REQUIRED ACTION >> Repeat the passage of the Hall of Fame column below word for word, starting at "Yes, Cooperstown will" and ending at "a third ballot.".

EXCERPT PROVIDED >>
= = = = = = =

By ,
Published May 02, 2016
Philadelphia, PA (SportsNetwork.com) - The Baseball Writers' Association of America continued to serve as the moral police on Tuesday.
First of all, congratulations to the newest electees to the National Baseball Hall of Fame, as pitchers Pedro Martinez, Randy Johnson and John Smoltz, all got in on their first time on the ballot, while Craig Biggio enters one year after coming up just two votes shy.
There is no question all four deserved to be in and while the general consensus is that this is a good day for baseball, I'm not so sure.
Yes, Cooperstown will be rocking next July with four people going in, but I'm still focused on the guys who did not get in. And I am not even talking about the Barry Bonds, Roger Clemens types. I am talking about the guys who have now been labled steroid abusers without a shred of evidence by the BBWAA.
If I had a vote Bonds and Clemens would be on my ballot, but I can at least understand why they are not on others. Someone, though, has to explain to me why Mike Piazza is not in the Hall of Fame. It was ridiculous that he wasn't in last year and it's even more absurd that he has to wait for a third ballot.

= = = = = = =

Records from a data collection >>
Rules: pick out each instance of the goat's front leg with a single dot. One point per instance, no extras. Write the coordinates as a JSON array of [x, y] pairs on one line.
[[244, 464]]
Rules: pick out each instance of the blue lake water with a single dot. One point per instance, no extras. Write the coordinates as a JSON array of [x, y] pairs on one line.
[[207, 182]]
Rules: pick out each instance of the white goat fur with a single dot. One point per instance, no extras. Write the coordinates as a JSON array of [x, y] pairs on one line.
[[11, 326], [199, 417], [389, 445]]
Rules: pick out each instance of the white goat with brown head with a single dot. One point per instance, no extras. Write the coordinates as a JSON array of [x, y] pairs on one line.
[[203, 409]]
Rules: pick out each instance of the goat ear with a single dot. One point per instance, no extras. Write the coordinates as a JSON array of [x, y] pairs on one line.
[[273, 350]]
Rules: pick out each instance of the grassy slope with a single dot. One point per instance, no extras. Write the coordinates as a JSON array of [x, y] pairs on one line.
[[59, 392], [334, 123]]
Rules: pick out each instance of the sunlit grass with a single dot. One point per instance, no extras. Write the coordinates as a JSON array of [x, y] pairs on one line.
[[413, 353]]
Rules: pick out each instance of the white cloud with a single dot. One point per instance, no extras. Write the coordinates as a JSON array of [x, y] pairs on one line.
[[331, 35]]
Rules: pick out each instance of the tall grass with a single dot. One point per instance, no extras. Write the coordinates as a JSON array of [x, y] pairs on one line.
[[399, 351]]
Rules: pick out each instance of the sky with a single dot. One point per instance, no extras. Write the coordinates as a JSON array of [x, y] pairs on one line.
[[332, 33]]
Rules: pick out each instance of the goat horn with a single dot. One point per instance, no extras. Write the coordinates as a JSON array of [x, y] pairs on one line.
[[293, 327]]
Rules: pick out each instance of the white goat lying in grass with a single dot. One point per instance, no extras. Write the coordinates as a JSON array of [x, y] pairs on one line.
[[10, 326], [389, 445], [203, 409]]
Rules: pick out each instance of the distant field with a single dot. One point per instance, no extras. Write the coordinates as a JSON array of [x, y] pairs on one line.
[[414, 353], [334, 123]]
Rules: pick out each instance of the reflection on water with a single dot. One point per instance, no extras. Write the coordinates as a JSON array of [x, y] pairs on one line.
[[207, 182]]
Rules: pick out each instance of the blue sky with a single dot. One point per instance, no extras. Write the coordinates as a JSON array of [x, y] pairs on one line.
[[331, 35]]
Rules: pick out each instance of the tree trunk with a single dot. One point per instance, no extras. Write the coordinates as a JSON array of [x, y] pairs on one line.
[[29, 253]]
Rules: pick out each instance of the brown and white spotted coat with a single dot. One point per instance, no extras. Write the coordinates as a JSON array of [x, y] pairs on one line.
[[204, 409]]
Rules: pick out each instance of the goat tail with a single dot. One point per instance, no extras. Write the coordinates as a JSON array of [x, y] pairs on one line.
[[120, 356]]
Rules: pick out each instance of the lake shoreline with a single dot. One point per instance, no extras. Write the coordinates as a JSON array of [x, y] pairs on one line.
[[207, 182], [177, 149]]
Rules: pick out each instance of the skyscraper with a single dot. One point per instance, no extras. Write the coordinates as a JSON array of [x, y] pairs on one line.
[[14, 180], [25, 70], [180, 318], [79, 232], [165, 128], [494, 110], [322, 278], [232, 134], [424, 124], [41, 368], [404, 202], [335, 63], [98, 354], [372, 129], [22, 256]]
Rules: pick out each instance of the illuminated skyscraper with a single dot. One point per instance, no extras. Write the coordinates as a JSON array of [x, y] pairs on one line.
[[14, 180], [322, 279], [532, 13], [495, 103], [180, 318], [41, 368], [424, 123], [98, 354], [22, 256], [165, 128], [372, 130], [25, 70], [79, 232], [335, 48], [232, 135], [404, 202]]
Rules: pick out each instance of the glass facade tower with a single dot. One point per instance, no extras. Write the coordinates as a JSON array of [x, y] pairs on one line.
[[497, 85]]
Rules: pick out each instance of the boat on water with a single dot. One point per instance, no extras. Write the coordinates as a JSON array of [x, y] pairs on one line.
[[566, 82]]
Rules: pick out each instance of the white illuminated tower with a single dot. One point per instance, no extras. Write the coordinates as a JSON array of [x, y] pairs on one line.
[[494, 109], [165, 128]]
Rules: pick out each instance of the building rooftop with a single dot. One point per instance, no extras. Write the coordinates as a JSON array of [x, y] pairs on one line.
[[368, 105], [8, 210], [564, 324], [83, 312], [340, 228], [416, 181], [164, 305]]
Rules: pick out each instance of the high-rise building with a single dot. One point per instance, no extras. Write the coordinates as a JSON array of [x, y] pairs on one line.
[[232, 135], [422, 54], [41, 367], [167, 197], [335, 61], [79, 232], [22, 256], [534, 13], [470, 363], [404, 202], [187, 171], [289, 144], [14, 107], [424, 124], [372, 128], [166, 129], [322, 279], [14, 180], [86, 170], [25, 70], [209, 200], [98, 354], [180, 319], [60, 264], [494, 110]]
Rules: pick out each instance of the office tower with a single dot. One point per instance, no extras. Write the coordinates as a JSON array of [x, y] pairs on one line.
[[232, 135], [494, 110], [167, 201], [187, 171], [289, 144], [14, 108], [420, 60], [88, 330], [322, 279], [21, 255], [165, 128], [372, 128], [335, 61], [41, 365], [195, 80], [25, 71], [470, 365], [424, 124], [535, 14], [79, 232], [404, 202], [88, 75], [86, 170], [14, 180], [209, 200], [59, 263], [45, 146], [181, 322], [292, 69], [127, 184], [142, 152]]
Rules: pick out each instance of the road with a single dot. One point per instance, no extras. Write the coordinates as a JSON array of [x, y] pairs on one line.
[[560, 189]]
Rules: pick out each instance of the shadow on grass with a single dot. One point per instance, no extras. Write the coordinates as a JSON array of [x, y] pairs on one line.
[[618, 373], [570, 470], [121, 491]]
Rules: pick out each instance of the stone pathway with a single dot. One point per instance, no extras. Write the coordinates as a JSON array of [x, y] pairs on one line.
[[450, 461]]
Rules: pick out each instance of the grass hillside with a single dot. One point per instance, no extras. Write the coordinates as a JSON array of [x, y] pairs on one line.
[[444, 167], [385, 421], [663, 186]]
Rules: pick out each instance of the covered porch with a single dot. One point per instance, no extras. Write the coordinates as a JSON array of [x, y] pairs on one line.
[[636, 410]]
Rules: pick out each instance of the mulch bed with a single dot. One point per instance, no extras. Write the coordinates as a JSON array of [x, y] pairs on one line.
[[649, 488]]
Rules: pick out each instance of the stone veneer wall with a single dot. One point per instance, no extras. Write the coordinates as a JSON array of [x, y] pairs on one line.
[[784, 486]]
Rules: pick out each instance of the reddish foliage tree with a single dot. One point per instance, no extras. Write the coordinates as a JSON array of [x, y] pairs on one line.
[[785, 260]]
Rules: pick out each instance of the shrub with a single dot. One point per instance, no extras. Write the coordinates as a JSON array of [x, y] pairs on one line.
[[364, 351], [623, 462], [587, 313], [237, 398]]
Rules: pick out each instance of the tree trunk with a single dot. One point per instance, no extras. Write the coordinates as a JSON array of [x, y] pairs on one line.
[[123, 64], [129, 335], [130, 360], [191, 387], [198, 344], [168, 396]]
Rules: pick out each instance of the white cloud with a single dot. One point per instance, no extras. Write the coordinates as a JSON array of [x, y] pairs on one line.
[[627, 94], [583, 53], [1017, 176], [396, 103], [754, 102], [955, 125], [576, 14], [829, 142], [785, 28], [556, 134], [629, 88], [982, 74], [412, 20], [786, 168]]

= = = = = = =

THE COMPLETED TASK >>
Yes, Cooperstown will be rocking next July with four people going in, but I'm still focused on the guys who did not get in. And I am not even talking about the Barry Bonds, Roger Clemens types. I am talking about the guys who have now been labled steroid abusers without a shred of evidence by the BBWAA.
If I had a vote Bonds and Clemens would be on my ballot, but I can at least understand why they are not on others. Someone, though, has to explain to me why Mike Piazza is not in the Hall of Fame. It was ridiculous that he wasn't in last year and it's even more absurd that he has to wait for a third ballot.